* Start DATA ENTRIES *

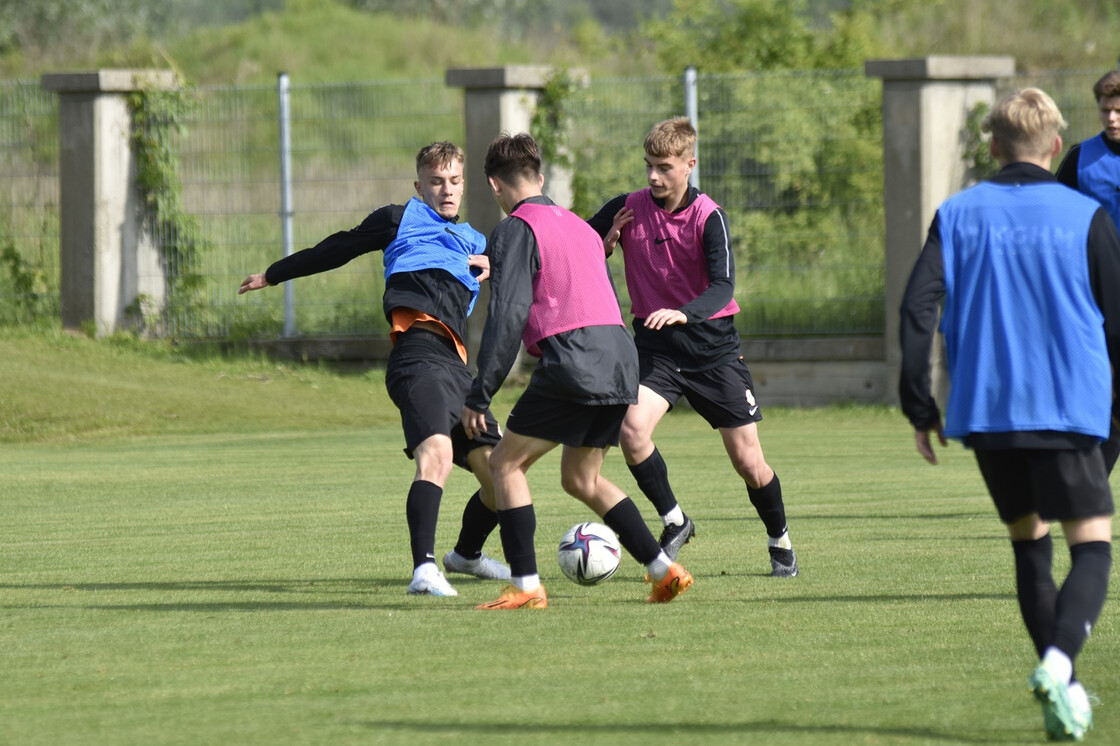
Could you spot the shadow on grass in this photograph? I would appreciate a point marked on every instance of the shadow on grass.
(375, 586)
(693, 730)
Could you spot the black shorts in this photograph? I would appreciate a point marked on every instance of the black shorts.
(557, 420)
(1060, 485)
(428, 382)
(724, 395)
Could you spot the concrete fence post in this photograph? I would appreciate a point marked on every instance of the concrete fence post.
(108, 260)
(925, 109)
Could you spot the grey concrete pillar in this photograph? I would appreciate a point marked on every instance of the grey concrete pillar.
(925, 108)
(498, 100)
(108, 260)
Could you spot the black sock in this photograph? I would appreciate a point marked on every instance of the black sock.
(625, 520)
(652, 477)
(767, 501)
(1082, 595)
(421, 509)
(478, 522)
(518, 527)
(1036, 588)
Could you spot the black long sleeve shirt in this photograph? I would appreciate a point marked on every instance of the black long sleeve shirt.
(589, 365)
(432, 291)
(700, 343)
(920, 315)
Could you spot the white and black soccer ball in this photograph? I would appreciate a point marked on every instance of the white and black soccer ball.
(589, 553)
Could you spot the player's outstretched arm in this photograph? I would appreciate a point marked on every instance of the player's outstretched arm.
(252, 282)
(479, 262)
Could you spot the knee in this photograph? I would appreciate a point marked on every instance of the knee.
(755, 472)
(575, 485)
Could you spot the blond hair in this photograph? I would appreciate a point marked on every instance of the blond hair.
(1108, 86)
(1024, 123)
(671, 138)
(438, 154)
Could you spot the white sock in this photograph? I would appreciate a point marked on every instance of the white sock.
(781, 542)
(526, 581)
(468, 562)
(659, 567)
(674, 516)
(1058, 664)
(425, 569)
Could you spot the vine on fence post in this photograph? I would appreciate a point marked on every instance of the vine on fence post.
(550, 127)
(156, 120)
(977, 151)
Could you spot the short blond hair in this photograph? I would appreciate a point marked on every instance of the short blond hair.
(671, 138)
(1024, 123)
(1108, 86)
(438, 154)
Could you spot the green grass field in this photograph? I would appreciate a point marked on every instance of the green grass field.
(207, 551)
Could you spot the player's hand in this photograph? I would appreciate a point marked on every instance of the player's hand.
(479, 262)
(474, 422)
(925, 447)
(252, 282)
(664, 317)
(622, 217)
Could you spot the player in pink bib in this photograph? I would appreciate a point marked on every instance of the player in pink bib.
(680, 272)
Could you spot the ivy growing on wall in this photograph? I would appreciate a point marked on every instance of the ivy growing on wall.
(551, 127)
(157, 122)
(977, 151)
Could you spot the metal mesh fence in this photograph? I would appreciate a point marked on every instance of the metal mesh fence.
(794, 158)
(353, 149)
(799, 175)
(28, 203)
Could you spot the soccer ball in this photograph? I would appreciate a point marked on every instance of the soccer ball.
(589, 553)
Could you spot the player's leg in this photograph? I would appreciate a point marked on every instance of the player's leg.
(1070, 486)
(509, 465)
(479, 515)
(764, 490)
(421, 510)
(423, 381)
(655, 398)
(580, 476)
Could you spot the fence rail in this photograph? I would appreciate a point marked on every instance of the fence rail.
(794, 158)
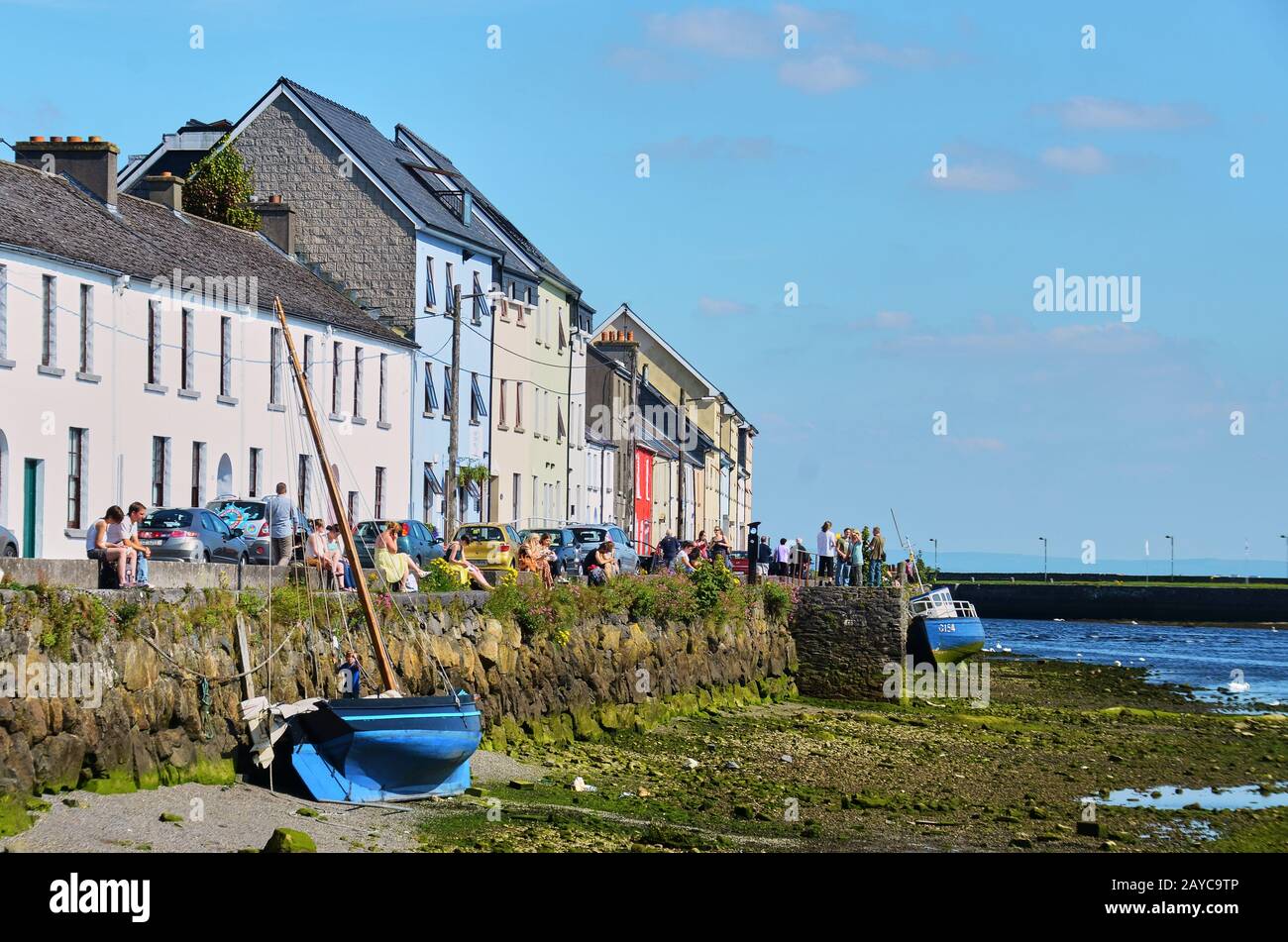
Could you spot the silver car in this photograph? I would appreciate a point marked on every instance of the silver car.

* End DATA ENTRIES *

WHAT THIS TASK INVOLVES:
Repeat the items above word for word, from the line containing "Could you spot the soccer" through the end of the items. Leave the pictures out of your answer.

COMPLETE RESPONSE:
Could you spot the soccer ball in this photograph? I would appreciate a point marked on every instance of the soccer ball.
(589, 553)
Could you spot the player's leg in this photograph? I would appreciate a point marked on every instance of the player's leg.
(1070, 486)
(509, 465)
(479, 515)
(764, 490)
(421, 510)
(423, 381)
(655, 398)
(580, 476)
Could you spot the fence rail in this photograph? I would appreciate a point marked on every instance of the fence rail.
(794, 158)
Could you spot the silver car in this photograph? I would appreciate a point marked on every instance of the silver car.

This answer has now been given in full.